--- Begin ---
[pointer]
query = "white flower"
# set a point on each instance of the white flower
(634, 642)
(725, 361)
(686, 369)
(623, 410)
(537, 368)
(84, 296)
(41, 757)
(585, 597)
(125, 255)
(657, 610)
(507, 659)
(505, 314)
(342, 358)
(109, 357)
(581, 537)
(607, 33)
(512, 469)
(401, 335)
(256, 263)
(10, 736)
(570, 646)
--- End ---
Retype all the lines above without any changes.

[pointer]
query = "white flower"
# set a point on each instance of the white flower
(634, 642)
(725, 361)
(686, 369)
(623, 410)
(537, 368)
(84, 296)
(41, 757)
(585, 597)
(125, 255)
(657, 610)
(507, 659)
(505, 314)
(342, 358)
(109, 357)
(581, 537)
(607, 33)
(512, 469)
(401, 335)
(256, 263)
(10, 736)
(570, 646)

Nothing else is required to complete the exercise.